§ **À FAIRE**
1 - Relevez tous les domaines où, selon le texte sur les béatitudes, nous poursuivons la réussite.
2 - Convertissez en CSV à deux colonnes, « consigne » et « réponse », les enregistrements allant de la ligne contenant « task: provide the segmentation of the fallen » jusqu'à la fin des enregistrements, bornes incluses. Produisez une ligne par enregistrement, avec chaque valeur entre guillemets dans un seul champ et les sauts de ligne remplacés par des espaces.

§ **TEXTE FOURNI**
* * * * * * * * *

Il ne restera que l’amour
Heureux ! Le bonheur, notre rêve le plus profond. Seul l’amour nous y conduira. Les béatitudes, frères et sœurs, sont le portrait de ceux qui n’ont, comme le chante Jacques Brel, « que l’amour à offrir en prière ». Heureux sont-ils ! Nous poursuivons la réussite, il nous arrive même d’aller de réussite en réussite, dans notre cuisine, notre bureau ou nos relations, en politique ou dans le sport. Mais de tout cela, il ne restera que l’amour que nous y aurons mis. Et si nous avons oublié d’en mettre, il ne restera rien, rien !
Oui, celui qui aime est pauvre de cœur, désencombré de lui-même et accueillant aux autres ; il est doux, renonçant à toute pression sur l’autre ; il est capable de pleurer, mais ce ne sont pas des larmes de rage ; il cherche ce qui est juste, ce qui convient et non ce qui lui convient. Celui qui aime est prêt à pardonner le manque d’amour de l’autre ; il a un cœur limpide, tourné vers la lumière et il cherche la paix. Sans doute rencontrera-t-il l’adversité et passera-t-il parfois pour un demi doux, mais qu’importe : il sait, il sent, qu’il est dans le vrai. Heureux est-il !
Ce portrait-là, il nous ressemble, à certains jours du moins. Il est aussi celui de ceux qui nous ont précédés : « une foule immense, que nul ne pouvait dénombrer », nous dit saint Jean dans l’Apocalypse. Le portrait de tous ceux qui ont su garder le cap de l’amour, contre vents et marées. Nous en sommes les héritiers. Merci à eux ! Ce qui fait avancer l’aventure humaine et que les manuels d’histoire racontent si peu, c’est uniquement l’amour. C’est lui qui passe de génération en génération.
Aujourd’hui, nous célébrons tous ces anonymes de l’amour, nous voulons être en communion avec eux. Seul l’amour rassemble. Nous faisons partie d’une fraternité tellement plus vaste que ce que nos pauvres yeux nous donnent à voir. Elle traverse les siècles et enjambe les frontières. Elle est la fraternité des enfants de Dieu, ceux qui ressemblent à Jésus, lui qui a su aimer du plus grand amour. Les béatitudes nous en font le portrait.
Dans cette cohorte, il y a aussi les saints diplômés ! Saint Vincent de Soignies et sainte Waudru de Mons, par exemple. Ils mettent en lumière ce que nous portons tous en nous, au moins comme désir. Il y a en nous du saint François, du saint Vincent de Paul ou de la sainteté Thérèse de Lisieux, au moins en désir. Ne devrions-nous pas lire plus souvent leurs vies pour réveiller le meilleur de nous-mêmes ?

* * * * * * * * *

§ **DONNÉES FOURNIES**
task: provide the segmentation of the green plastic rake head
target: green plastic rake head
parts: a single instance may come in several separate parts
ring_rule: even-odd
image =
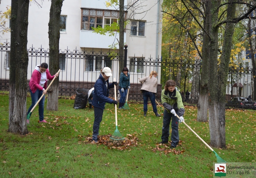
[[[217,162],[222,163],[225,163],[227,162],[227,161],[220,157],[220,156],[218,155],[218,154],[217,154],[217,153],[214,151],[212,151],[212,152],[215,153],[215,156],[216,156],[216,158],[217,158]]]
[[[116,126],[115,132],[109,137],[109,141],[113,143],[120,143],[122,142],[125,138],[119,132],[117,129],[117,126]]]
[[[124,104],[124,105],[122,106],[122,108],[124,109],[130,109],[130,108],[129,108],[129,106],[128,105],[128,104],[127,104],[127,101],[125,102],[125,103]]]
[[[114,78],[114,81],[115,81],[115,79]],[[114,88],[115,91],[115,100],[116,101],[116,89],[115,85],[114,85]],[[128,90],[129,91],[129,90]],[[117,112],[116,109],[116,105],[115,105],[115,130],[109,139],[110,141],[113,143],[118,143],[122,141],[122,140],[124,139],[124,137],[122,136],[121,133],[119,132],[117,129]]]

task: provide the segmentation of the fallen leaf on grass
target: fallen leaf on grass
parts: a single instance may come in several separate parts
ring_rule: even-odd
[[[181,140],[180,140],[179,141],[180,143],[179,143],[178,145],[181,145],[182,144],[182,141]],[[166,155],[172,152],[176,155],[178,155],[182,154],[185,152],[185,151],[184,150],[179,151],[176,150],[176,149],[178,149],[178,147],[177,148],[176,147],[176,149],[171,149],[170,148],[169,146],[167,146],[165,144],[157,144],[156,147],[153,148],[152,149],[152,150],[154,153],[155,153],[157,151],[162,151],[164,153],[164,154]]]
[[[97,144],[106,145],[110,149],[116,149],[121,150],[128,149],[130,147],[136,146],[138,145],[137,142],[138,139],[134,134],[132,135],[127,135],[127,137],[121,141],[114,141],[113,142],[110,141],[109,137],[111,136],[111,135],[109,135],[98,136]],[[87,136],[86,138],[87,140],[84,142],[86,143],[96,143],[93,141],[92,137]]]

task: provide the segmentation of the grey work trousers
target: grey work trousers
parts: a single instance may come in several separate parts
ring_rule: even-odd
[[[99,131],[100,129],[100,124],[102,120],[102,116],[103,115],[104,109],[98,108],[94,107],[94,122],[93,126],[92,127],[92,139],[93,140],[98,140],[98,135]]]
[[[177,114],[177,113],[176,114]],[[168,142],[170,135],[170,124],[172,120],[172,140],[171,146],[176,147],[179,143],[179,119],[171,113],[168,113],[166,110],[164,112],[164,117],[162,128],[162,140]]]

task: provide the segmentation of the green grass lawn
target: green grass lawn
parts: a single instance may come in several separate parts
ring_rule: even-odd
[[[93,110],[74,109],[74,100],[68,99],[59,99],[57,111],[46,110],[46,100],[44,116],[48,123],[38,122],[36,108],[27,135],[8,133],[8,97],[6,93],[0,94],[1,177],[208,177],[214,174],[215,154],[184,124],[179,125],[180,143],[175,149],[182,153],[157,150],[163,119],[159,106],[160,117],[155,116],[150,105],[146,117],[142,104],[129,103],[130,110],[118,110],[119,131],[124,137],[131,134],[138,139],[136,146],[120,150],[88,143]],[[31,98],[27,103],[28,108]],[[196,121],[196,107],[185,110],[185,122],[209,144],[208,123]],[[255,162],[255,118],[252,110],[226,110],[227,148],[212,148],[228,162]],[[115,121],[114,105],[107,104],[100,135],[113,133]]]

* * * * * * * * *

§ **RÉPONSES FOURNIES**
1 - notre cuisine, notre bureau, nos relations, la politique, le sport

2 -
consigne,réponse
"task: provide the segmentation of the fallen leaf on grass target: fallen leaf on grass parts: a single instance may come in several separate parts ring_rule: even-odd","[[[181,140],[180,140],[179,141],[180,143],[179,143],[178,145],[181,145],[182,144],[182,141]],[[166,155],[172,152],[176,155],[178,155],[182,154],[185,152],[185,151],[184,150],[179,151],[176,150],[176,149],[178,149],[178,147],[177,148],[176,147],[176,149],[171,149],[170,148],[169,146],[167,146],[165,144],[157,144],[156,147],[153,148],[152,149],[152,150],[154,153],[155,153],[157,151],[162,151],[164,153],[164,154]]] [[[97,144],[106,145],[110,149],[116,149],[121,150],[128,149],[130,147],[136,146],[138,145],[137,142],[138,139],[134,134],[132,135],[127,135],[127,137],[121,141],[114,141],[113,142],[110,141],[109,137],[111,136],[111,135],[109,135],[98,136]],[[87,136],[86,138],[87,140],[84,142],[86,143],[96,143],[93,141],[92,137]]]"
"task: provide the segmentation of the grey work trousers target: grey work trousers parts: a single instance may come in several separate parts ring_rule: even-odd","[[[99,131],[100,129],[100,124],[102,120],[102,116],[103,115],[104,109],[98,108],[94,107],[94,122],[93,126],[92,127],[92,139],[93,140],[98,140],[98,135]]] [[[177,114],[177,113],[176,114]],[[168,142],[170,135],[170,124],[172,120],[172,140],[171,146],[176,147],[179,143],[179,119],[171,113],[168,113],[166,110],[164,112],[164,117],[162,128],[162,140]]]"
"task: provide the segmentation of the green grass lawn target: green grass lawn parts: a single instance may come in several separate parts ring_rule: even-odd","[[[93,110],[74,109],[74,100],[68,99],[59,99],[57,111],[46,110],[46,100],[44,116],[48,123],[38,122],[36,108],[27,135],[8,133],[8,97],[6,93],[0,94],[1,177],[208,177],[214,174],[215,154],[184,124],[179,125],[180,143],[175,149],[182,153],[157,150],[163,119],[159,106],[160,117],[155,116],[150,105],[146,117],[142,104],[129,103],[130,110],[118,110],[119,131],[124,137],[131,134],[138,139],[136,146],[120,150],[88,143]],[[31,98],[27,103],[28,108]],[[196,121],[196,107],[185,110],[185,122],[209,144],[208,123]],[[255,162],[255,118],[252,110],[226,110],[227,148],[212,148],[228,162]],[[115,121],[114,105],[107,104],[100,135],[113,133]]]"